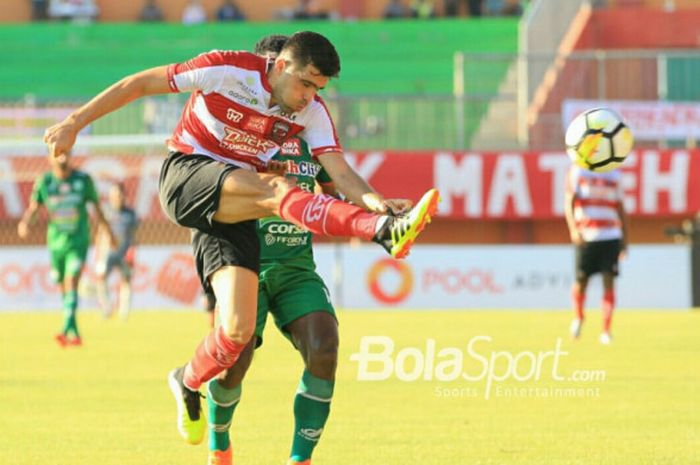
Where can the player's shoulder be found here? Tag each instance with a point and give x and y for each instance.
(315, 110)
(82, 175)
(236, 58)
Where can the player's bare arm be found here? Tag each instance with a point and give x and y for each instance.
(61, 137)
(27, 219)
(357, 190)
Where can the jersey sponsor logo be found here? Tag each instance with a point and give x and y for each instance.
(242, 98)
(241, 141)
(285, 228)
(316, 209)
(291, 148)
(304, 168)
(256, 123)
(234, 115)
(280, 131)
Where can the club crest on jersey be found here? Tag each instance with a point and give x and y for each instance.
(240, 141)
(291, 147)
(280, 131)
(256, 124)
(234, 115)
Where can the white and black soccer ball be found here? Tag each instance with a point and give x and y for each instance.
(598, 140)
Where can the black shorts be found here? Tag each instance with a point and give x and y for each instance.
(189, 191)
(597, 257)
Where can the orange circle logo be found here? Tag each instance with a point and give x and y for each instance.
(389, 265)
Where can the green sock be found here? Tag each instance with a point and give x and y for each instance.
(312, 405)
(70, 305)
(221, 404)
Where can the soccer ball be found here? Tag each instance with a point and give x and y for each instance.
(598, 140)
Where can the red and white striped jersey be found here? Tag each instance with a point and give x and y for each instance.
(595, 201)
(228, 116)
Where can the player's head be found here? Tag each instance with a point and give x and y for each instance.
(270, 46)
(304, 66)
(117, 195)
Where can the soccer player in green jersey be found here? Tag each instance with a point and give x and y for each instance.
(297, 298)
(65, 193)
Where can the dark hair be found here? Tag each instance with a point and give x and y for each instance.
(312, 48)
(271, 43)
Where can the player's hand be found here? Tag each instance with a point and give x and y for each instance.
(398, 206)
(279, 168)
(22, 230)
(60, 138)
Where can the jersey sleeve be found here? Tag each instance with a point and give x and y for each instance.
(38, 192)
(320, 132)
(323, 177)
(206, 72)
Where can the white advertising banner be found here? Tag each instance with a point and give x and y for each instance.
(364, 277)
(505, 276)
(649, 120)
(163, 277)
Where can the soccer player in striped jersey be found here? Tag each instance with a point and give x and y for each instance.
(598, 227)
(242, 109)
(295, 295)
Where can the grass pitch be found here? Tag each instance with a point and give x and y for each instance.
(634, 402)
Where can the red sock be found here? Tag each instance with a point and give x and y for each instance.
(608, 307)
(323, 214)
(578, 298)
(213, 355)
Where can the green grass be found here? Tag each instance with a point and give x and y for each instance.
(108, 403)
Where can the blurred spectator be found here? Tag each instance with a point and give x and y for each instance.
(514, 8)
(423, 9)
(474, 7)
(39, 10)
(79, 10)
(494, 7)
(151, 12)
(229, 11)
(395, 9)
(309, 9)
(451, 8)
(194, 13)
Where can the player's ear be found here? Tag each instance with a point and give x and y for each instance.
(280, 64)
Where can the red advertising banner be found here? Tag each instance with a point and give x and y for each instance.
(474, 185)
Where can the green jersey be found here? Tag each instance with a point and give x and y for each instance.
(280, 240)
(66, 201)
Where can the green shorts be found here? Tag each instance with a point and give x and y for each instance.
(67, 262)
(289, 293)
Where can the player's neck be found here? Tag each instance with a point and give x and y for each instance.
(62, 173)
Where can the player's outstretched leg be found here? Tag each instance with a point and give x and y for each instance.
(223, 396)
(398, 234)
(322, 214)
(607, 307)
(578, 297)
(190, 419)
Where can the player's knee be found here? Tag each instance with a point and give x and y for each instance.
(280, 188)
(234, 375)
(322, 357)
(239, 331)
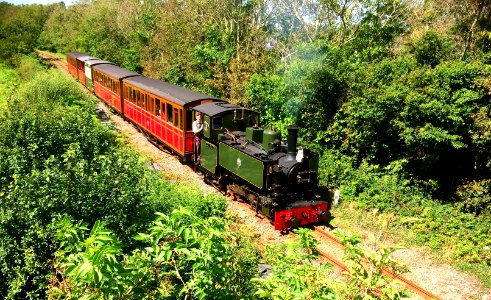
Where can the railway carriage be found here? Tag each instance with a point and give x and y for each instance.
(89, 64)
(163, 110)
(276, 177)
(108, 82)
(81, 67)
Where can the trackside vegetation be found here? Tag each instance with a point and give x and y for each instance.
(82, 216)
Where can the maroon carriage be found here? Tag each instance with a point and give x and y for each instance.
(163, 110)
(107, 81)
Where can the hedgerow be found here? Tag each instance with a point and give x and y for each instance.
(56, 161)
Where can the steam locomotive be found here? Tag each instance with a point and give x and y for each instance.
(276, 177)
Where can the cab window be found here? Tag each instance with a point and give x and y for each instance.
(217, 123)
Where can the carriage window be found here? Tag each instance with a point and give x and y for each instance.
(253, 121)
(189, 120)
(138, 99)
(169, 113)
(217, 123)
(181, 123)
(176, 117)
(157, 107)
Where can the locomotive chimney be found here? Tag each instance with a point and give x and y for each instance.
(292, 142)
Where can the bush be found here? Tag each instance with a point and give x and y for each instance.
(57, 160)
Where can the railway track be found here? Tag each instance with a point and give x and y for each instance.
(424, 294)
(61, 64)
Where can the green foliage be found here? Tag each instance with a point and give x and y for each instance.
(20, 27)
(431, 49)
(293, 276)
(425, 116)
(366, 266)
(56, 159)
(185, 256)
(8, 84)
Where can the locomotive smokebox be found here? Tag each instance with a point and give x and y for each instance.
(292, 142)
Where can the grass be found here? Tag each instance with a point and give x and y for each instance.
(8, 83)
(355, 221)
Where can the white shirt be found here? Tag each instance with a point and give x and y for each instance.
(197, 126)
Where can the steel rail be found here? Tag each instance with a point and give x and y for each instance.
(58, 62)
(409, 284)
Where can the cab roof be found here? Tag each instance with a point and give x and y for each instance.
(168, 91)
(76, 54)
(86, 57)
(216, 108)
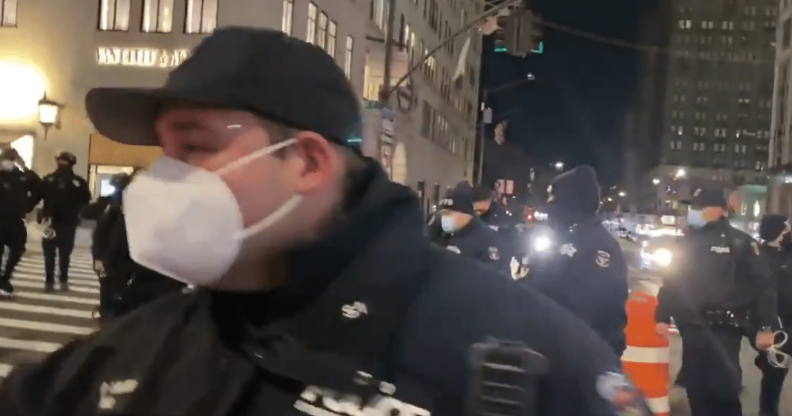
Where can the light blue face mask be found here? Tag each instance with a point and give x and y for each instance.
(696, 218)
(447, 223)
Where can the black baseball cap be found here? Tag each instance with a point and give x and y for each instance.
(263, 71)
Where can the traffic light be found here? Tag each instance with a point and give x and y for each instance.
(519, 33)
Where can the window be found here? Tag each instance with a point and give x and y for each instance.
(201, 16)
(332, 38)
(157, 16)
(310, 37)
(321, 32)
(113, 14)
(350, 46)
(288, 16)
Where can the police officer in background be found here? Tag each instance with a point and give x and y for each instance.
(489, 210)
(64, 194)
(585, 270)
(463, 232)
(722, 289)
(318, 290)
(774, 231)
(19, 194)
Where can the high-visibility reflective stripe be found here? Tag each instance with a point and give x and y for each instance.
(659, 405)
(646, 355)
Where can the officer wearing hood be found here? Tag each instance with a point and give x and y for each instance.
(19, 194)
(586, 271)
(776, 234)
(317, 290)
(722, 290)
(463, 232)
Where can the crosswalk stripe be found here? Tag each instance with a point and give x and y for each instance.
(26, 345)
(46, 310)
(40, 278)
(56, 298)
(40, 285)
(46, 327)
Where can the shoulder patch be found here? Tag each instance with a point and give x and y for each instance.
(603, 259)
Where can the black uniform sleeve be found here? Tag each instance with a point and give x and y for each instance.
(83, 194)
(47, 189)
(35, 184)
(27, 391)
(765, 302)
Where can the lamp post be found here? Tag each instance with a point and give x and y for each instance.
(49, 112)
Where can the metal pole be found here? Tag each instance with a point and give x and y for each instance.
(386, 78)
(482, 131)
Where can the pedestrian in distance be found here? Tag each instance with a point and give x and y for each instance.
(19, 194)
(64, 193)
(317, 289)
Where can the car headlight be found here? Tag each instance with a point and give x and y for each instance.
(662, 257)
(541, 243)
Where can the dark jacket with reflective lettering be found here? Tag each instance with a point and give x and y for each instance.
(584, 269)
(372, 301)
(718, 268)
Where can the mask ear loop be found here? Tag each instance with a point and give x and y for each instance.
(253, 156)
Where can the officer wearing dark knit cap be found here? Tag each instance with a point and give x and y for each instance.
(722, 291)
(463, 232)
(316, 290)
(775, 232)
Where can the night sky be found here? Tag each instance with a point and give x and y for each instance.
(575, 108)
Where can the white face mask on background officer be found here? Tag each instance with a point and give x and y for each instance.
(237, 196)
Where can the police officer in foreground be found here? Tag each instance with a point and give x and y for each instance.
(19, 194)
(463, 233)
(64, 194)
(776, 235)
(722, 289)
(585, 270)
(318, 292)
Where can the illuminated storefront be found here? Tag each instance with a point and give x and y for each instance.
(108, 158)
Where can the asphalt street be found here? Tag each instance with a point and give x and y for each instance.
(37, 323)
(751, 375)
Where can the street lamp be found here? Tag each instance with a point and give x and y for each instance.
(49, 112)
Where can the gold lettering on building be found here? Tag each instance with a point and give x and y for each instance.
(141, 57)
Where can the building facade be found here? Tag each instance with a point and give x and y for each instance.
(432, 117)
(63, 49)
(718, 94)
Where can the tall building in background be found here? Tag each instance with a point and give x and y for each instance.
(432, 118)
(644, 124)
(59, 50)
(780, 158)
(719, 89)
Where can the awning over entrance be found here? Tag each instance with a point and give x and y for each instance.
(103, 151)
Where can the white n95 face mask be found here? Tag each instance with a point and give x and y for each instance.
(184, 222)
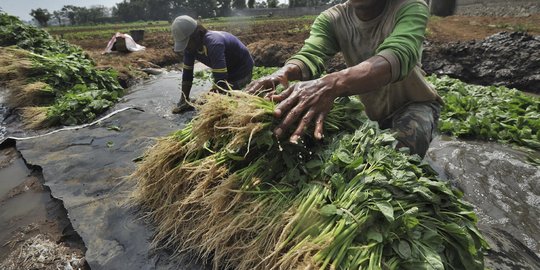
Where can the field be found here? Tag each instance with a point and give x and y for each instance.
(279, 30)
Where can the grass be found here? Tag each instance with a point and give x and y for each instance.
(221, 23)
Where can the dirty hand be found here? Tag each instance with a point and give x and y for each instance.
(268, 83)
(307, 102)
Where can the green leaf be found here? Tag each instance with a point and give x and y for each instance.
(387, 210)
(374, 235)
(328, 210)
(404, 250)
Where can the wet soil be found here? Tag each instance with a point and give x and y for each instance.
(510, 59)
(272, 42)
(32, 222)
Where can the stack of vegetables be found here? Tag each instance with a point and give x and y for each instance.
(50, 81)
(493, 113)
(225, 189)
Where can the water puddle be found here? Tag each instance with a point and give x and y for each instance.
(501, 185)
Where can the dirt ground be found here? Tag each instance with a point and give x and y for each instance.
(272, 38)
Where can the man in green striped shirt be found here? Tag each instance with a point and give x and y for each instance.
(381, 41)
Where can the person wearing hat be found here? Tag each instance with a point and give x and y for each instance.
(225, 54)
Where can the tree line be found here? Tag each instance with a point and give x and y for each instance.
(146, 10)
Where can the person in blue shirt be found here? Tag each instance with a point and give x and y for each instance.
(225, 54)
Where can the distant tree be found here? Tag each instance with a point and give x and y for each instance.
(223, 7)
(239, 4)
(261, 4)
(158, 9)
(69, 12)
(272, 3)
(95, 14)
(41, 15)
(130, 11)
(202, 8)
(251, 3)
(59, 16)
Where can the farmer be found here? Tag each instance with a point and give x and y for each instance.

__________________________________________________

§ Exercise
Starting at the line that contains "Where can the dirt ground", retype each line through the end of the listing above and nothing else.

§ Answer to the problem
Where can the dirt ground be found here? Tag each instance with a point and give x and y for each instance.
(272, 38)
Where can the man in green striped shirt be found here? Tag each instance with a point and give x and y for each instance.
(381, 41)
Where can the person wearing hat be found here? Tag each instance with a point and give x and y for each instance.
(225, 54)
Where can the tree line be found here? Tag each instance with a point and give x and y for each instance.
(146, 10)
Where can the person in blue shirt be found here? Tag each instance with a point and give x and y for each instance.
(225, 54)
Where can the distant tree be found here? Tag each instance with a point and give x and y for each instance.
(223, 7)
(239, 4)
(261, 4)
(158, 9)
(69, 12)
(272, 3)
(95, 14)
(41, 15)
(130, 11)
(202, 8)
(251, 3)
(59, 16)
Where can the farmer be found here? Tag each instance with a point and give x and y for each instance.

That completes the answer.